=== TASK REQUIREMENTS ===
An exact copy of every record below is what's needed here.

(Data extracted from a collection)
· · ·

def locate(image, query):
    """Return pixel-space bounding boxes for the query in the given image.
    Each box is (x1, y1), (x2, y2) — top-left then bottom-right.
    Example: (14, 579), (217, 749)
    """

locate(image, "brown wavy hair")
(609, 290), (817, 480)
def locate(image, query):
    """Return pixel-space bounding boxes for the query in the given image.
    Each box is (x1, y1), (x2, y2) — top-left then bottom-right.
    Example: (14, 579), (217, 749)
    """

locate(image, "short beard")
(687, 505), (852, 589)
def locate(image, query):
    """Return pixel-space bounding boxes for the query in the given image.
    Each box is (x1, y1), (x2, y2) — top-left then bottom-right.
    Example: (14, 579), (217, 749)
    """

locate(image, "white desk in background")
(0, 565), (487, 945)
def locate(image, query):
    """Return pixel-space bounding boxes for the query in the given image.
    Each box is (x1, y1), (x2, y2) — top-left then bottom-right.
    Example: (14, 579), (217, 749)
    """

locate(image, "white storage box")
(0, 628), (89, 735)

· · ·

=== RESULT OF THE EXERCISE ===
def locate(image, query):
    """Return pixel-space bounding boxes for the query in the given image.
    Each box is (x1, y1), (x2, y2) — top-left then bottom-right.
    Example: (14, 579), (217, 749)
    """

locate(image, "brown wavy hair")
(609, 290), (817, 480)
def locate(image, query):
    """Return pixel-space bounding boxes for the query in the given image.
    Each box is (x1, y1), (x2, y2) — top-left then bottom-right.
    Example: (14, 579), (217, 749)
    """

locate(image, "short beard")
(687, 505), (852, 589)
def locate(image, query):
    """Return pixel-space bounding boxes for the query in the given image.
    Each box is (x1, y1), (x2, y2) — top-left then bottom-right.
    Example: (14, 579), (217, 749)
    """

locate(image, "white desk in background")
(0, 565), (487, 945)
def locate(image, query):
    """Return pixel-space bounding boxes for the query in the given image.
    Each box is (x1, y1), (x2, y2) — top-left then bottom-right.
    Example: (14, 579), (217, 749)
    """

locate(image, "white storage box")
(0, 628), (89, 735)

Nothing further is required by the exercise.